I am awake early this morning for no great reason. I have not had time to write much lately as I just finished a week of living with the pager (24/7 on at St. E) and a night of covering the two big hospitals here in town. So I really should be sleeping but my thoughts seemed to want to be calmed. I have had a great two days since I finished my little work stint. I went for a great ride with a bunch of partners from work on Monday which was really fun to be with a pretty tight knit group of guys again. It was a bit like training in my college days with a group of close friends, although we were all a little slower and more talkative.
Yesterday I went for a great little run. I found myself down below Anchorage along Kincaid beach. It was an amazing spot that time of the morning. I was sheltered by the Kincaid bluffs from the chill north wind and the sand was just a slight bit frozen and easy to run on. The sun was just huge, dancing across the top of the Chugach mountains, streaming down the Turnagain arm as it bounced along the Kenia mountains to the south out over the Cook inlet and reflected off the tip of Iliamna Volcano and the massive Redoubt Volcano before illuminating the Mt Spur and the Tordilla range. I could just see the hair of the Sleeping Lady Mt. Susitna covered in her early winter blanket of snow. I will attach a picture but it just doesn’t do it justice I realized as I sat there looking out over one of the largest tidal zones in the world below a town of 300,000 and I was all alone in such wonder.
Running on the beach reminded me of a race I once did in Homer. It was one of my earlier summers in Alaska. I was trying to do some more running as I wanted to do the Crow Pass crossing which is a 26 mile mountain run which is amazing. I couldn’t really do much running in the Cove because you can only loop together enough smaller loops to get about 5 miles so many times before you are tired of it. Running in the State park is akin to sprinting through a bear enclosure at the zoo a bunch of times and I don’t really like that feeling of being watched while I run so I didn’t go very often. The funny thing about Halibut Cove is that most people are doing so much hard labor and projects if I did have time to run no one else could really go. So I found this race about a week before Crow Pass called the Homesteader Classic. It turned out to be the “first annual” and only time this race was run to my knowledge. It consisted of a race from Bishop beach in Homer up the coast about 15 or so miles to Anchor Point.
The idea was pretty cool. IF you timed it right which that year the 4th of July worked just perfect you could cover this stretch of beach/tidal zone during the ebbing tide. On the right hand side was a 200-300 foot tall sloughing bluff and to the left was the Cook inlet across which you could see the three big volcanoes and numerous smaller mountains. The day ended up really nice, warm, not to windy and sunny. There were only bout 30 of us who showed up and it was pretty fun little crowd. After a very brief little talk about how to get out/up the bluff if you had to we all agreed to start. Yeah, it was essentially everyone saying “go” together and we were off.

* Problems to work on *
• 1. According to the beach-running account, how long is the Crow Pass crossing?
• 2. Write out the beach-running account starting with "The idea was" and going on through "we were off.", swapping "volcanoes" for "peaks".
Rely on nothing but the beach-running account.

* Recorded data *
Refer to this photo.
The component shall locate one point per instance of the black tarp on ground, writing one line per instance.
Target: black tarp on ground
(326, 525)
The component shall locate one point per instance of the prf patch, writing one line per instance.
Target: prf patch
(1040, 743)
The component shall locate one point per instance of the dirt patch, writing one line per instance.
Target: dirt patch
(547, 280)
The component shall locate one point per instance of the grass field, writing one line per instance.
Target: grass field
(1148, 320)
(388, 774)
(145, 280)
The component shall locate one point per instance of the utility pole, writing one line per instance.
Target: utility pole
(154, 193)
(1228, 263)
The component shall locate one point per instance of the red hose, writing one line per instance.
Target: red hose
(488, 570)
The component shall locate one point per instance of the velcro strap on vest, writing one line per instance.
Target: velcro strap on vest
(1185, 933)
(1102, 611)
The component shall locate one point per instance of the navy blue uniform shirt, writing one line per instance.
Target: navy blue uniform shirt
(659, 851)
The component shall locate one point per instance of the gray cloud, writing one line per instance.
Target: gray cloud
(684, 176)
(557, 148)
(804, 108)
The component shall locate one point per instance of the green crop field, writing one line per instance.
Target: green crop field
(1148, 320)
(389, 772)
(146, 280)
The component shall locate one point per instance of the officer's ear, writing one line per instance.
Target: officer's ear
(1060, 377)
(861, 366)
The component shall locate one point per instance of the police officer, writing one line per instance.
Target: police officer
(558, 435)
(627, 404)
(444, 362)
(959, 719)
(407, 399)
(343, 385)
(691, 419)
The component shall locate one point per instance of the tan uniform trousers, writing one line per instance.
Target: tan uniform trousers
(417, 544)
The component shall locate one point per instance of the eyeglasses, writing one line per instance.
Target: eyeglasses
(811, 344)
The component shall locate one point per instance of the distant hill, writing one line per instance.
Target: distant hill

* Outputs by task *
• 1. It is a 26-mile mountain run.

• 2.
The idea was pretty cool. IF you timed it right which that year the 4th of July worked just perfect you could cover this stretch of beach/tidal zone during the ebbing tide. On the right hand side was a 200-300 foot tall sloughing bluff and to the left was the Cook inlet across which you could see the three big peaks and numerous smaller mountains. The day ended up really nice, warm, not to windy and sunny. There were only bout 30 of us who showed up and it was pretty fun little crowd. After a very brief little talk about how to get out/up the bluff if you had to we all agreed to start. Yeah, it was essentially everyone saying “go” together and we were off.